**Problem to solve:** Copy everything from the line containing "the blue price" down to the end of the data, replacing "truck tailgate" with "rear tailgate" and leaving all else unchanged.
++++++++++
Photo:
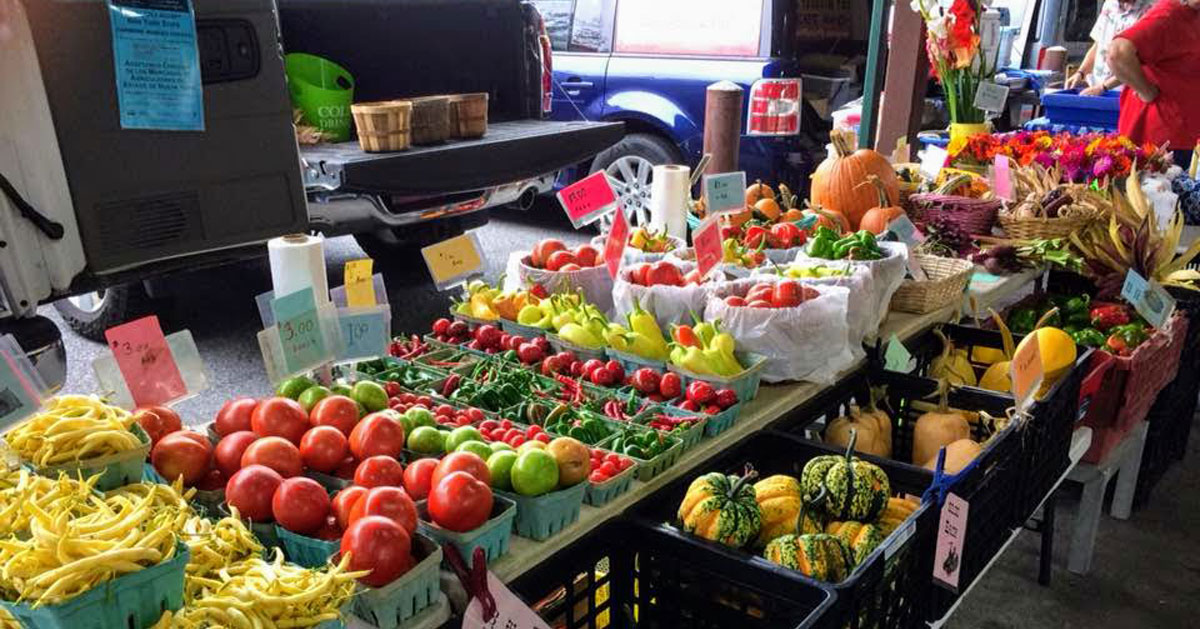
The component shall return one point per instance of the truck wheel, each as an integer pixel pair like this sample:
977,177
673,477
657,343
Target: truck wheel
629,166
91,313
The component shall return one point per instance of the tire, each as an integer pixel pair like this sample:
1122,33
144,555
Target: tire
112,306
637,151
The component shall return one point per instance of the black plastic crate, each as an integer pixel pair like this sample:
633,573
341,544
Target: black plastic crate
1045,437
625,575
881,592
991,486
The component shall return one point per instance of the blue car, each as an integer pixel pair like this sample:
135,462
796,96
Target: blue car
647,63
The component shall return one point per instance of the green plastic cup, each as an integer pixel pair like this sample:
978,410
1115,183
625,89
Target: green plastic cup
323,91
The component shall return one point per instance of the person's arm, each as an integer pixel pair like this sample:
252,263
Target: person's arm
1127,69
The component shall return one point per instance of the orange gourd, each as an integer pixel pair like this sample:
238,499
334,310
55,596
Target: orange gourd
876,219
835,183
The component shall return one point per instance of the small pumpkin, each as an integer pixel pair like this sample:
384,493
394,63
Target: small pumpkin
862,539
820,556
877,219
835,180
856,489
723,508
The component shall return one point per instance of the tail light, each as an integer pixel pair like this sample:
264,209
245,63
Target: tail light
774,107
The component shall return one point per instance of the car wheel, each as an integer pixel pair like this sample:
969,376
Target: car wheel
91,313
629,165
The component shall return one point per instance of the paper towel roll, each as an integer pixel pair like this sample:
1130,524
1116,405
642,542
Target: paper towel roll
669,199
298,262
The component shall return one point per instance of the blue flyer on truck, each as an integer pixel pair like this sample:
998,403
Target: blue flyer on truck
157,65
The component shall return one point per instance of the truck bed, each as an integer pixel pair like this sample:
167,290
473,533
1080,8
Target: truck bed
508,153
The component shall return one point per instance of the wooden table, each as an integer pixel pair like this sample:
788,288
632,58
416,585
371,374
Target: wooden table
773,401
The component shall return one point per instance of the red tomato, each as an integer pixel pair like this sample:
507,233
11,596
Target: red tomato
179,455
251,491
379,471
229,449
468,462
393,503
280,417
323,448
343,503
460,502
275,453
419,478
234,415
378,433
337,411
381,545
300,504
157,421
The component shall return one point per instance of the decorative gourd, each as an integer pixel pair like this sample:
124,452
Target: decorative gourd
820,556
958,455
861,538
952,365
780,499
876,219
721,508
857,489
835,180
939,427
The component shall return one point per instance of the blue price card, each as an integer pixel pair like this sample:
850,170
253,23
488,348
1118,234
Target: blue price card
301,340
725,192
157,65
364,331
1150,299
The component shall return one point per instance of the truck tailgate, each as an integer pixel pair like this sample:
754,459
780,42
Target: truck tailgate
508,153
++++++++++
**Answer for this exercise:**
The component shall return one point per instance of the blue price card, each as an integer pixel pair like this sample:
850,170
253,23
488,348
1118,234
Target: blue price card
301,340
725,192
157,65
364,331
1150,299
The component shall return one point per instance of the rear tailgate, each as an integer pixel pair like this sample:
754,459
780,42
Target: rear tailgate
508,153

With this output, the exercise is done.